TASK TO COMPLETE — Reproduce all of the records below verbatim, keeping every line and character unchanged.

[EXERCISE INPUT start]

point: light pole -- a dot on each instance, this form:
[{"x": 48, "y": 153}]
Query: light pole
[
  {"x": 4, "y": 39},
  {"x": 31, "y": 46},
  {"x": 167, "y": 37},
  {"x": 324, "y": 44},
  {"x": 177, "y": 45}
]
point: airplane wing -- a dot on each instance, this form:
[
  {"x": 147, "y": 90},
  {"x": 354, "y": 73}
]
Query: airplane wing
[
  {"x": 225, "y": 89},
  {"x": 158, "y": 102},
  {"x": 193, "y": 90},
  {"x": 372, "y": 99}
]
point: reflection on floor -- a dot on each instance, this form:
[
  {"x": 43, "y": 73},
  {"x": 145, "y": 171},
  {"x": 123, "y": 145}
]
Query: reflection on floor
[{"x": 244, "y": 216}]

[EXERCISE INPUT end]

WORKED ANSWER —
point: light pole -- a dot on each instance, this form:
[{"x": 48, "y": 153}]
Query: light pole
[
  {"x": 4, "y": 39},
  {"x": 31, "y": 46},
  {"x": 167, "y": 37},
  {"x": 324, "y": 44},
  {"x": 177, "y": 45}
]
point: airplane wing -- a dot on each instance, this form:
[
  {"x": 147, "y": 90},
  {"x": 354, "y": 73}
]
Query: airplane wing
[
  {"x": 225, "y": 89},
  {"x": 158, "y": 102},
  {"x": 193, "y": 90},
  {"x": 372, "y": 99}
]
point: reflection on floor -- a dot on each instance, this form:
[
  {"x": 43, "y": 73},
  {"x": 145, "y": 171},
  {"x": 123, "y": 145}
]
Query: reflection on floor
[{"x": 244, "y": 216}]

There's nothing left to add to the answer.